◆ EXERCISE OBJECTIVE ◆
Lay out the listing from the line containing "Here is your task: find all instances of arched" through the end of the listing, inclusive, as a two-column CSV with the headers input and output. Each row should pair one line of text with the coordinates that follow it, with every field in quotation marks and line breaks replaced by spaces.

◆ AVAILABLE DATA ◆

- - - - - - -

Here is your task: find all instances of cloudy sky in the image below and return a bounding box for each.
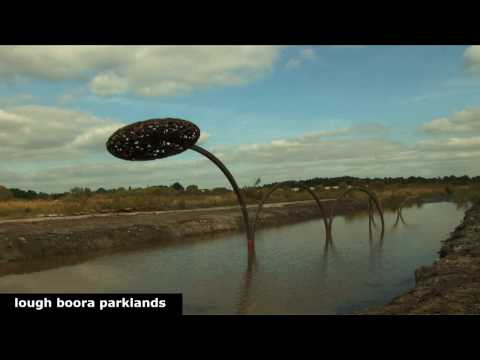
[0,46,480,192]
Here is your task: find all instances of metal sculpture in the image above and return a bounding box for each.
[252,182,330,239]
[106,118,255,256]
[328,187,385,238]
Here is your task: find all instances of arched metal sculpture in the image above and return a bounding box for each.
[328,187,385,238]
[252,182,330,239]
[106,118,255,256]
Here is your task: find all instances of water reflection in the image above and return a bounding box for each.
[0,203,463,314]
[237,253,258,315]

- - - - - - -

◆ COMPLETE ANSWER ◆
input,output
"Here is your task: find all instances of arched metal sculpture in the image above and return a bounding box for each.","[328,187,385,238] [252,182,330,239] [106,118,255,256]"
"Here is your task: find all instances of water reflection in the image above and return a bounding box for each.","[0,203,463,314] [237,253,258,315]"